§ Dataset:
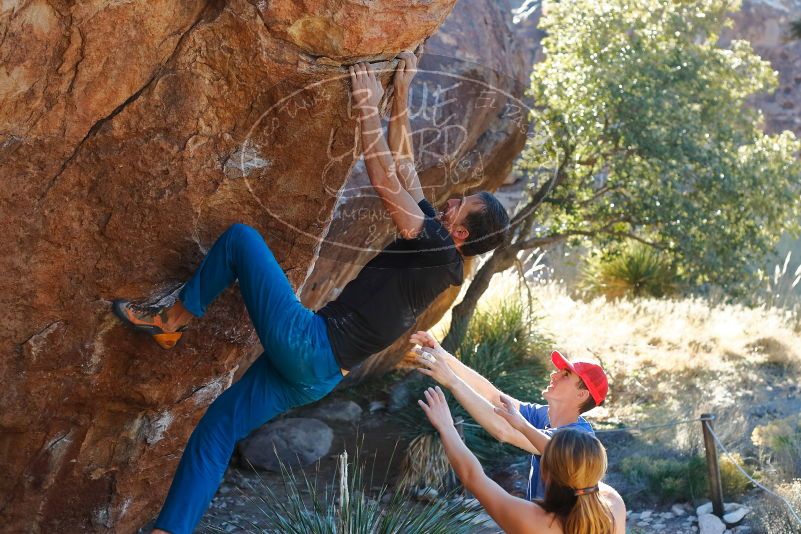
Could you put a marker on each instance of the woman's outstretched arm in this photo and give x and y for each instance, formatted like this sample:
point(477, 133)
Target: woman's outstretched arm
point(512, 514)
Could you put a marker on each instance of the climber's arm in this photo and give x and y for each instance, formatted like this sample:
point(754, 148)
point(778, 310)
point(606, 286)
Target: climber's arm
point(400, 131)
point(381, 168)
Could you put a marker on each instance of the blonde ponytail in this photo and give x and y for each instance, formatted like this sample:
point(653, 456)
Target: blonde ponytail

§ Exercise objective: All of the data above should be transcribed verbatim, with pictures omitted.

§ Result of this exercise:
Could you put a marker on each instance of the woman's outstretched arm in this photo and give x and y for each instance, formatted like this sample:
point(477, 133)
Target: woman's outstretched arm
point(512, 514)
Could you put a marker on each instance of the climber's arm in this photo and give x and y for each instance, formatted like this sample:
point(754, 148)
point(778, 310)
point(606, 286)
Target: climber's arm
point(400, 131)
point(381, 168)
Could you put a marker on each instance of the blonde ponytail in this photo and give x and y for each instance, formatted like this sample:
point(653, 456)
Target: blonde ponytail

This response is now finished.